In the grease gun storage thread, swap "garage" for "shed" and write out the part from "## driver_7 (Jun" up to and including "catch the drippings.".

**Passage shown**
--- BEGIN ---

# Grease Gun Storage



## driver_7 (Jun 28, 2018)

We like to do things a little bit different around here (cool-season guys going Reel Low, etc). I've found other forums discussing grease gun storage from a few years ago, but how do we store our grease guns at TLF?

I'm new to greens mowers, using grease guns and any maintenance beyond changing the blade on a rotary, so any ideas to store these things to minimize leakage all over the garage would be awesome.


----------



## Mightyquinn (Jan 31, 2017)

I just hang mine on wall by the mower. It doesn't leak that much but if it did, I I would wrap a rag around the bottom to catch the drippings.


----------



## thesouthernreelmower (Aug 28, 2018)

Some greases leak more than others. But it's actually separating the oil and soap in the grease because the plunger is applying pressure on the grease. If you pull the plunger back and take the pressure off, the gun won't leak much if any.


----------



## Mightyquinn (Jan 31, 2017)

--- END ---

**Data lines**
--- BEGIN ---

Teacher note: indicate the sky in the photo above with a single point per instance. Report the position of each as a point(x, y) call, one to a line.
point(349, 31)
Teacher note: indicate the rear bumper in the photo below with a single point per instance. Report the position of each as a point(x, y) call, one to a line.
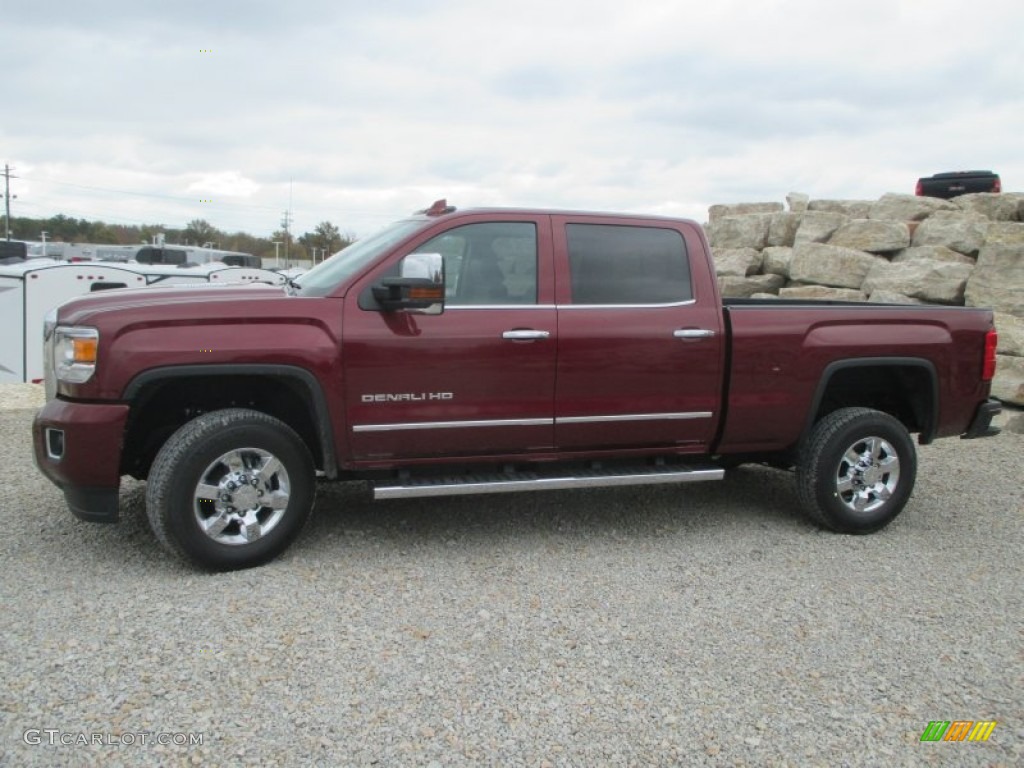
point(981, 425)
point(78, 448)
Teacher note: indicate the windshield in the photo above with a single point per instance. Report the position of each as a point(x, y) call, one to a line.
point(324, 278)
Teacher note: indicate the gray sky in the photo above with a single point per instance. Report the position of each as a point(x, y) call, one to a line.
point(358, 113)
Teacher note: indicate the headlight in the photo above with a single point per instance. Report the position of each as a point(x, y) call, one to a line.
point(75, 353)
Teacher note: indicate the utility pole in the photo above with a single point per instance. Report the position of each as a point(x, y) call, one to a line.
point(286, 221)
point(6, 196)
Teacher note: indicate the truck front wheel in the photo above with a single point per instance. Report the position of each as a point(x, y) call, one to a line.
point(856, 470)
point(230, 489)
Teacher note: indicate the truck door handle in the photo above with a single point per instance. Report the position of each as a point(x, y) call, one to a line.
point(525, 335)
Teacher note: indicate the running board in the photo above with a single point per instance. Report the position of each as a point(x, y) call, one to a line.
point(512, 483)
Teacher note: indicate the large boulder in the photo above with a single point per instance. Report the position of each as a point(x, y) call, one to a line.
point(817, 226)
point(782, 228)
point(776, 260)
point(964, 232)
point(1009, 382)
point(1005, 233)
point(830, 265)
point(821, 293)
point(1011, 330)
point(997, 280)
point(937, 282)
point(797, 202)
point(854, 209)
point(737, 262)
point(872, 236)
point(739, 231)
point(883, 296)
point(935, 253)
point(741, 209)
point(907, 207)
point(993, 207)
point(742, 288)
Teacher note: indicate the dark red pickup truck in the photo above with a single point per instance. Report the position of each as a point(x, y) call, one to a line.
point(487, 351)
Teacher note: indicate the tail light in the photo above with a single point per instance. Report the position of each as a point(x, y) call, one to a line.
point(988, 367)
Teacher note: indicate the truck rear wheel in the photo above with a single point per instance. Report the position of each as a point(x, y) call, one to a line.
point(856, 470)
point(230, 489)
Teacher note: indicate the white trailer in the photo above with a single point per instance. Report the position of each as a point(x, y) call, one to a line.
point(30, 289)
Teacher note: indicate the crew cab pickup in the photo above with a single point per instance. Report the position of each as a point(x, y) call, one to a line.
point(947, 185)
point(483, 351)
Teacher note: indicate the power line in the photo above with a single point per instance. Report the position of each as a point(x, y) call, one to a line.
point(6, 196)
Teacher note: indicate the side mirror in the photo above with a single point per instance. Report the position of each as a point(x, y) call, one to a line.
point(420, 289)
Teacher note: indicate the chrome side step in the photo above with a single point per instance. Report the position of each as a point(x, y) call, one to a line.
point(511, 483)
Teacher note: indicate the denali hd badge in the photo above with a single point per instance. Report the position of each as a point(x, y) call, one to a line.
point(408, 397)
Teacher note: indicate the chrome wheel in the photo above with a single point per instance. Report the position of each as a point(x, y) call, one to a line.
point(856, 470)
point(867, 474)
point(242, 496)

--- END ---
--- BEGIN ---

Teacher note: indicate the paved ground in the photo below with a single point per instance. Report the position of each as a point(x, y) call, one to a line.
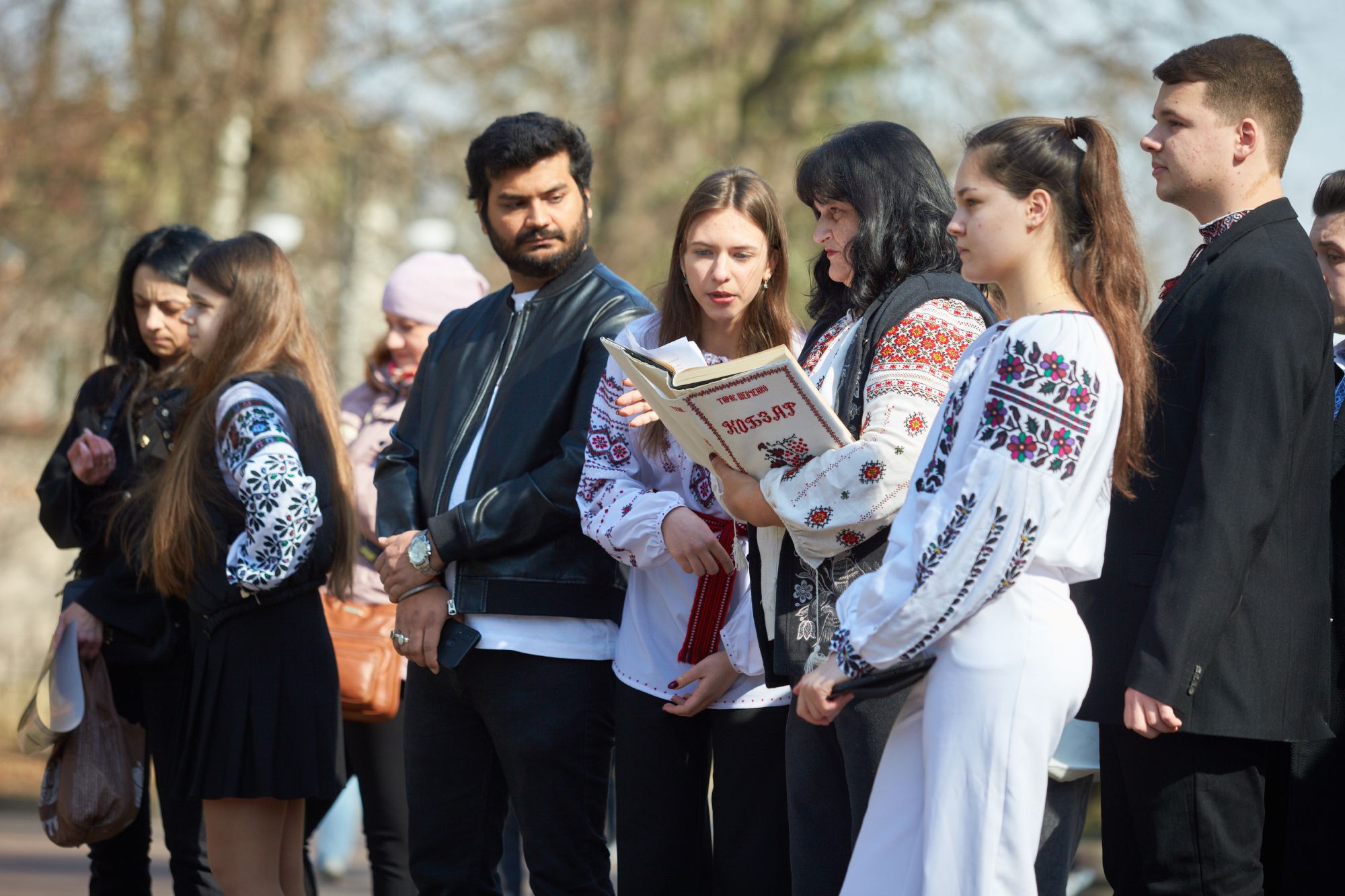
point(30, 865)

--- END ---

**Finished task**
## driver_7 (Jun 28, 2018)

We like to do things a little bit different around here (cool-season guys going Reel Low, etc). I've found other forums discussing grease gun storage from a few years ago, but how do we store our grease guns at TLF?

I'm new to greens mowers, using grease guns and any maintenance beyond changing the blade on a rotary, so any ideas to store these things to minimize leakage all over the shed would be awesome.


----------



## Mightyquinn (Jan 31, 2017)

I just hang mine on wall by the mower. It doesn't leak that much but if it did, I I would wrap a rag around the bottom to catch the drippings.